Segment Start: Source extract
Comment by HarHarVeryFunny
1 year ago
The thesis of the article is that the code keeps betting better because the model keeps getting told to do better - that it needs more motivation/criticism. A logical conclusion of this, if it were true, is that the model would generate it's best version on first attempt if only we could motivate it to do so! I'm not sure what motivations/threats work best with LLMs - there was a time when offering to pay the LLM was popular, but "my grandma will die if you don't" was also another popular genre of prompts.
If it's not clear, I disagree with the idea that ANY motivational prompt (we can disagree over what would be best to try) could get the model to produce a solution of the same quality as it will when allowed to iterate on it a few times and make incremental improvements. I think it's being allowed to iterate that is improving the solution, not the motivation to "do better!".
>If it's not clear, I disagree with the idea that ANY motivational prompt (we can disagree over what would be best to try) could get the model to produce a solution of the same quality as it will when allowed to iterate on it a few times and make incremental improvements.
Ok i agree but.. this would be the case with people as well ? If you can't iterate, the quality of your response will be limited no matter how motivated you are.
Solve the riemann hypothesis or your mother dies but you can't write anything down on paper. Even if such a person could solve it, it's not happening under those conditions.
Iteration is probably the bulk of the improvement but I think there's a "motivation" aspect as well.
Segment End: Source extract
Segment Start: Entries supplied
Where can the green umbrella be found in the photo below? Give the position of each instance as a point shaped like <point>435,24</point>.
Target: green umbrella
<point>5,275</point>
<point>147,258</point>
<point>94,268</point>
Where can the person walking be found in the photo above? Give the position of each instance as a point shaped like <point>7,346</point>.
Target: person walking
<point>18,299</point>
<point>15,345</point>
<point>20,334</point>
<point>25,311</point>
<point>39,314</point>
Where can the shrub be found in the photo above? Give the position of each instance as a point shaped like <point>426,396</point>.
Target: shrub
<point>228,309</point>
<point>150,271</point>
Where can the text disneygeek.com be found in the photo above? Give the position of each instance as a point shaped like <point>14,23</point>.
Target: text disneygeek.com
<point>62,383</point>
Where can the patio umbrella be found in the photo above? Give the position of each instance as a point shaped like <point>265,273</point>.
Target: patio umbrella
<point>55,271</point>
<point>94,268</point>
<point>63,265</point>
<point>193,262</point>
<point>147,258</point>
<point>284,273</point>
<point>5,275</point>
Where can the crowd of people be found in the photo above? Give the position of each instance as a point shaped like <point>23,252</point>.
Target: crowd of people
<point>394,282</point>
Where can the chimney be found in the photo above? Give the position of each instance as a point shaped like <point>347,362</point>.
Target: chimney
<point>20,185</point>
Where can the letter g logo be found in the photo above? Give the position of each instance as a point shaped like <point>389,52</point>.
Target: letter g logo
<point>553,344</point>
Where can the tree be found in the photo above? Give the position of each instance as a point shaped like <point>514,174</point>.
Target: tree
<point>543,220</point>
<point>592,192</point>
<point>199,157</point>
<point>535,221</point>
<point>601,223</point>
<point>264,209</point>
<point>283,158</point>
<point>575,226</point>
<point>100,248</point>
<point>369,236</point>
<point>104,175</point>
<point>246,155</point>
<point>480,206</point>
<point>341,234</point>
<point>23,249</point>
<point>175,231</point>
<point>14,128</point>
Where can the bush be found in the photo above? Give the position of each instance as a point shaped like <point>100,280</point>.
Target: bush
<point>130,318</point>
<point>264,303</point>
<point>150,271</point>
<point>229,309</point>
Segment End: Entries supplied
Parts of the exercise:
1 - In the forum thread, what does HarHarVeryFunny say is actually improving the solution?
2 - Please repeat the forum thread from "Ok i agree but.." to "aspect as well.".

Your responses:
1 - Being allowed to iterate on it, not the motivation to "do better!"

2 -
Ok i agree but.. this would be the case with people as well ? If you can't iterate, the quality of your response will be limited no matter how motivated you are.
Solve the riemann hypothesis or your mother dies but you can't write anything down on paper. Even if such a person could solve it, it's not happening under those conditions.
Iteration is probably the bulk of the improvement but I think there's a "motivation" aspect as well.